**Task prompt:** Please copy, word for word, the lines of the items below, beginning with the line that contains "Practice. Locate the paved ground" and continuing through the line that contains "[(452, 203), (606, 252), (133, 237), (572, 333)]". Include both of those lines and nothing outside that range.

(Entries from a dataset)
BEGIN
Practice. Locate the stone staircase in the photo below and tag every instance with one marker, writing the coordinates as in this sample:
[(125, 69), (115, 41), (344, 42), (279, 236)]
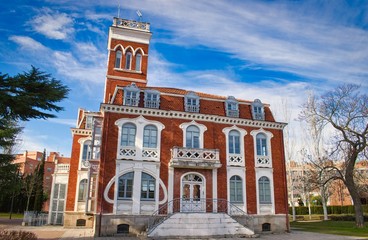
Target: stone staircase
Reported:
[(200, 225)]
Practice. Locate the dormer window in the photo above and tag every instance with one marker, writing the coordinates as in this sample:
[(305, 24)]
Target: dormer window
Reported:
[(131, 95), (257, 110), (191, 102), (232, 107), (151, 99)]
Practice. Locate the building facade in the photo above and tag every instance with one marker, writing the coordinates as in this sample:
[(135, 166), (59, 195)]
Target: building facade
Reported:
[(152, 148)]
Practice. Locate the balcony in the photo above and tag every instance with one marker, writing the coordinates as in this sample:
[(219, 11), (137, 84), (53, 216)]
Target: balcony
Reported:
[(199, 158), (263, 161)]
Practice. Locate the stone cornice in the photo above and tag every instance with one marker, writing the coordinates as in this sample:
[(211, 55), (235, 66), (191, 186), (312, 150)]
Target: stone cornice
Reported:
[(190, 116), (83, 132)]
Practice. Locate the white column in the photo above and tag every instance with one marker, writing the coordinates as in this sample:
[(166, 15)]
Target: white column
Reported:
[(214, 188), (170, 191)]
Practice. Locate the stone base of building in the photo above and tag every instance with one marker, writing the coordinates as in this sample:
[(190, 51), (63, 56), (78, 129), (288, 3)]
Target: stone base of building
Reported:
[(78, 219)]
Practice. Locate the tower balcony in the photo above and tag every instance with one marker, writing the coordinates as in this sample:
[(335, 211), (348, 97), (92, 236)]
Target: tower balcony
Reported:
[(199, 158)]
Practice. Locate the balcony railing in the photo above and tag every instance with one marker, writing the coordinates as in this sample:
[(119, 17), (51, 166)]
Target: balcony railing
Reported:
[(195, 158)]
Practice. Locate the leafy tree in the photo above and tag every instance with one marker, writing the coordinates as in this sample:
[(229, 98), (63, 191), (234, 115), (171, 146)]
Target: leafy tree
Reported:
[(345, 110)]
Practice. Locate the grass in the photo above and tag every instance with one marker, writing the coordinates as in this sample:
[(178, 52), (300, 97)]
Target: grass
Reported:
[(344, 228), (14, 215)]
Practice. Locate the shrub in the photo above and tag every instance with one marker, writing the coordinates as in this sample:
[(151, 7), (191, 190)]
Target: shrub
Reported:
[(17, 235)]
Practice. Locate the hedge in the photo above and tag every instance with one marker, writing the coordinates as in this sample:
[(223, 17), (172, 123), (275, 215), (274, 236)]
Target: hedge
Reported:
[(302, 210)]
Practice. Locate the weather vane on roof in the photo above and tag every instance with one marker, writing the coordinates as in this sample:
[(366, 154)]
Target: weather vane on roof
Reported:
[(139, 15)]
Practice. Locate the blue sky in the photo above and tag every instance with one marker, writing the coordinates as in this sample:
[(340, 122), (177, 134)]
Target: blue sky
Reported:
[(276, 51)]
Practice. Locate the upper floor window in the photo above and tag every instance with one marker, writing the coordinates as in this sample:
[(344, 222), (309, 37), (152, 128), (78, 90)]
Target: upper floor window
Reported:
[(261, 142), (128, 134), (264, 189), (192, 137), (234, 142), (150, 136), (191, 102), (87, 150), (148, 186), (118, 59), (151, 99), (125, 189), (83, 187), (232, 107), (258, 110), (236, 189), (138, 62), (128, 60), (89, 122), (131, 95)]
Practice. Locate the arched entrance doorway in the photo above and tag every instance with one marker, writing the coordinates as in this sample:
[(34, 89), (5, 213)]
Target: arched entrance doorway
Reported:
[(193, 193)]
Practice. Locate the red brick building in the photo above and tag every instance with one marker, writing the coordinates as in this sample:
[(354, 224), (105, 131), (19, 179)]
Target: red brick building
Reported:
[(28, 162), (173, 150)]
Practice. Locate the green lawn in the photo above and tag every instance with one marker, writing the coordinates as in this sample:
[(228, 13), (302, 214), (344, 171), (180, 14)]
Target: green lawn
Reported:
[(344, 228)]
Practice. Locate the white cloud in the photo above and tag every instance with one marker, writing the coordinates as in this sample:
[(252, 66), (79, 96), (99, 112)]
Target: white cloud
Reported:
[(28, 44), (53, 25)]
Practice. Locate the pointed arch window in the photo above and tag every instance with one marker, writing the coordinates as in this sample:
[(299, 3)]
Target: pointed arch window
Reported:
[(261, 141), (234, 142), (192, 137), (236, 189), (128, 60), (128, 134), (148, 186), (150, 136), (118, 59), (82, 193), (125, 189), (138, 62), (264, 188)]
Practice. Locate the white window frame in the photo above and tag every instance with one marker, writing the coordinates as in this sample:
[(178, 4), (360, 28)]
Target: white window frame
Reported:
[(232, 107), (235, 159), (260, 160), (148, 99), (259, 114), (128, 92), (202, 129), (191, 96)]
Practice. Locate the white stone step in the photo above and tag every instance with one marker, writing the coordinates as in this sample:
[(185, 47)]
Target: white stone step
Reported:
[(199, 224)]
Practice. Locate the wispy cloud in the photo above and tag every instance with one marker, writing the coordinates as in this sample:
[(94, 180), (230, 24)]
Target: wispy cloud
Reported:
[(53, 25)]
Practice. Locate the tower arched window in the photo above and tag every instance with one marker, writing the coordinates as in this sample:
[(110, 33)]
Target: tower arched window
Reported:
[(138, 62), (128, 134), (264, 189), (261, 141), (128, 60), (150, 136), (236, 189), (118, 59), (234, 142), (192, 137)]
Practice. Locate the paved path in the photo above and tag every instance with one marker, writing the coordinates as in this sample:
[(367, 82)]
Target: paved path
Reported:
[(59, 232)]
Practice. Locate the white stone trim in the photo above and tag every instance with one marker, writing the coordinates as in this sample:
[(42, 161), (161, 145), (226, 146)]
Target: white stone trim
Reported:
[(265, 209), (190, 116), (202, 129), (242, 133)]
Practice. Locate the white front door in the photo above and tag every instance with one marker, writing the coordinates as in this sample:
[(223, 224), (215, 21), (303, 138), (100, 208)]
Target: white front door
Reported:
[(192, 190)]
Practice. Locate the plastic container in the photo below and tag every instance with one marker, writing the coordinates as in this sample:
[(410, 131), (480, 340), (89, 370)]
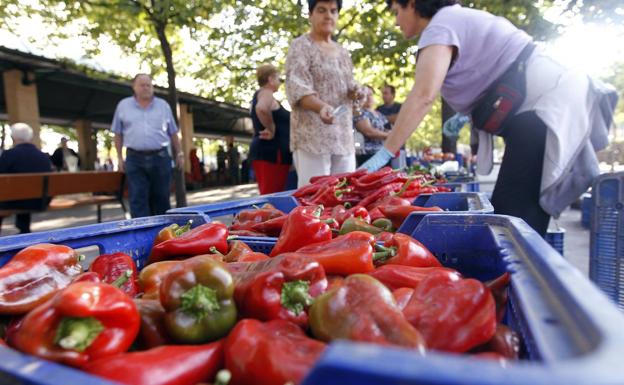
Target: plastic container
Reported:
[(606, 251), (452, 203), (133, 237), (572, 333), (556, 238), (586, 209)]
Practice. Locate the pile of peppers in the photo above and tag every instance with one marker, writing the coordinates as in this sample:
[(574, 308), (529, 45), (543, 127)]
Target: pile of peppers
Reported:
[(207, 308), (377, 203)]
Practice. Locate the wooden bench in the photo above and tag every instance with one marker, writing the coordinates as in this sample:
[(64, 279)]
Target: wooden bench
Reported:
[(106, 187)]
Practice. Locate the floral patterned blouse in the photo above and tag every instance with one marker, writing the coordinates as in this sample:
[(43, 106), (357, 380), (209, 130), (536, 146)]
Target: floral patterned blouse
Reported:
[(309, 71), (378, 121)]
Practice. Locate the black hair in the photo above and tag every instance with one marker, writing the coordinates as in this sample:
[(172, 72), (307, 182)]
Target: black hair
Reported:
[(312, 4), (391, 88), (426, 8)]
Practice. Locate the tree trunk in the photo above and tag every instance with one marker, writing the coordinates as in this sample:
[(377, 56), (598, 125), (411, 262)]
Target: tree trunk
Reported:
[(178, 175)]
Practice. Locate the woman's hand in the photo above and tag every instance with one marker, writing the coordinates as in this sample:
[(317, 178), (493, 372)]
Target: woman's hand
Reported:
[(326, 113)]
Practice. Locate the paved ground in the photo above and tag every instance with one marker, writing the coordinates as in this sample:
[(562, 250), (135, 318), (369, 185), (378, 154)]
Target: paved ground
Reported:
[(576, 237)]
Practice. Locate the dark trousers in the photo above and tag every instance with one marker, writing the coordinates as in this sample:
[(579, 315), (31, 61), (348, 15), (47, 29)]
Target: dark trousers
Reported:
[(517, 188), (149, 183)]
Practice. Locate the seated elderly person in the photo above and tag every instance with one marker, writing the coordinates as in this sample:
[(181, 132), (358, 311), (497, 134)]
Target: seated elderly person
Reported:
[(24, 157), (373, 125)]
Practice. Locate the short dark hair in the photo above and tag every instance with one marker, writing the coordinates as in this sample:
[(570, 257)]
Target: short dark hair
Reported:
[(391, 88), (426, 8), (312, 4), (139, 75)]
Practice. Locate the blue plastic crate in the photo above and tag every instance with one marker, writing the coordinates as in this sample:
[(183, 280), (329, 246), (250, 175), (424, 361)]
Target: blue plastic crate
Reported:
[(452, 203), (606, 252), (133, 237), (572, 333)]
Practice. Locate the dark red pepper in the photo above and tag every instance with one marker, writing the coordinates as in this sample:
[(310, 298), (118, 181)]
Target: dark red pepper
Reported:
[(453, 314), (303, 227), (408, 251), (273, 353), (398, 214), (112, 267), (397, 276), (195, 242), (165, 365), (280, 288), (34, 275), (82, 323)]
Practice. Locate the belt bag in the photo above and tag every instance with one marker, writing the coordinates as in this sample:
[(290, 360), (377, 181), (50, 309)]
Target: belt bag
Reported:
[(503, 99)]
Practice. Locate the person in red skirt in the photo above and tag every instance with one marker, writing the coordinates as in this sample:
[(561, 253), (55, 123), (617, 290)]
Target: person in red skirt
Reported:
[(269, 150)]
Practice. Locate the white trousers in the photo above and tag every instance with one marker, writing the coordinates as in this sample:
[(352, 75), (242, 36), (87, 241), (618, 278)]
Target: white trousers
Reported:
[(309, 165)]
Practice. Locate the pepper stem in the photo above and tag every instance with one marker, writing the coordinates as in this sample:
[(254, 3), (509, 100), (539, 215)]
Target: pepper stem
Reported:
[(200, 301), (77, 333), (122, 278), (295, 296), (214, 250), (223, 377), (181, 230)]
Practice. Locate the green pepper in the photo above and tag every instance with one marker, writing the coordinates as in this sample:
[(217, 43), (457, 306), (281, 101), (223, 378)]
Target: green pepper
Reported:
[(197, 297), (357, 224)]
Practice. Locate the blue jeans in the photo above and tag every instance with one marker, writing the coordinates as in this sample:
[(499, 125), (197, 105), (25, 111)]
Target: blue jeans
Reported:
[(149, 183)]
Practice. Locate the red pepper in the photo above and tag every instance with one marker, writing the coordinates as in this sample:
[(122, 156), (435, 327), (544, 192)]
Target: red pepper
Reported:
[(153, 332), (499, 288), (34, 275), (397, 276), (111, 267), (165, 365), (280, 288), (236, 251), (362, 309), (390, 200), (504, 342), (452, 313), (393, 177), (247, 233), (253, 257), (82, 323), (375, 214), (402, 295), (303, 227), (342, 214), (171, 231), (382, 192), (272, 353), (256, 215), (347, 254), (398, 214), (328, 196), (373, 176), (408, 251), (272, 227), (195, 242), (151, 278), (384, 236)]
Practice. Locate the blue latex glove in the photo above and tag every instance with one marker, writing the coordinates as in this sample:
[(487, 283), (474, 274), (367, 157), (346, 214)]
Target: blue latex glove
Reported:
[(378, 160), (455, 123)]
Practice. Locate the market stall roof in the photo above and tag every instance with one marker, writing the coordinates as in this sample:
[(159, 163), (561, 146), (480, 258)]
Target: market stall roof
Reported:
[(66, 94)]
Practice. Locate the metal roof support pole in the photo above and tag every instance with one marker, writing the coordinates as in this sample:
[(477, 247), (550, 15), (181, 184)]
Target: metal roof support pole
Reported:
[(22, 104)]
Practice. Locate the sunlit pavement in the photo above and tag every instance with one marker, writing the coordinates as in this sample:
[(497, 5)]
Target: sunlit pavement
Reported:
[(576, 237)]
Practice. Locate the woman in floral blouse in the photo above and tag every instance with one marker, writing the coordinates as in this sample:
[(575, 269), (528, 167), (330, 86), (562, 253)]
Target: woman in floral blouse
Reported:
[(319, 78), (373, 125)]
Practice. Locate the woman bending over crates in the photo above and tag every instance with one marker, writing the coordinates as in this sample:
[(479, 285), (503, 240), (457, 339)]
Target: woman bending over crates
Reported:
END
**Correct result:**
Practice. Locate the paved ground in the photo above and tag every instance with one marker, writing the coordinates as in this sample:
[(562, 250), (135, 318), (369, 185), (378, 154)]
Target: paved ground
Reported:
[(576, 237)]
Practice. Locate the dark trousers in the photo above and tag every instance with one marker, writing the coordinates as in this sample:
[(579, 315), (31, 61), (348, 15), (47, 29)]
Target: dark trousers
Reported:
[(517, 188), (149, 183)]
Practice. Locate the seated elderly person in the photo above and tag every instance with one marker, writing the coordinates as in this sample:
[(181, 132), (358, 311), (497, 134)]
Target: seated elderly person
Reported:
[(24, 157), (373, 125)]
Practice. Locate the short dark hair in the photo above and tag every instance with one marker, writing the coordinates as in this sample:
[(570, 257)]
Target: short dark hair
Reported:
[(391, 88), (426, 8), (312, 4), (139, 75)]
Practice. Locate the blue plastic crate in the photo above and tag every instance with one marker, writing the coordinates as in this sample:
[(183, 280), (329, 246), (250, 175), (424, 361)]
Target: blue plastic crate
Reported:
[(452, 203), (606, 252), (133, 237), (572, 333)]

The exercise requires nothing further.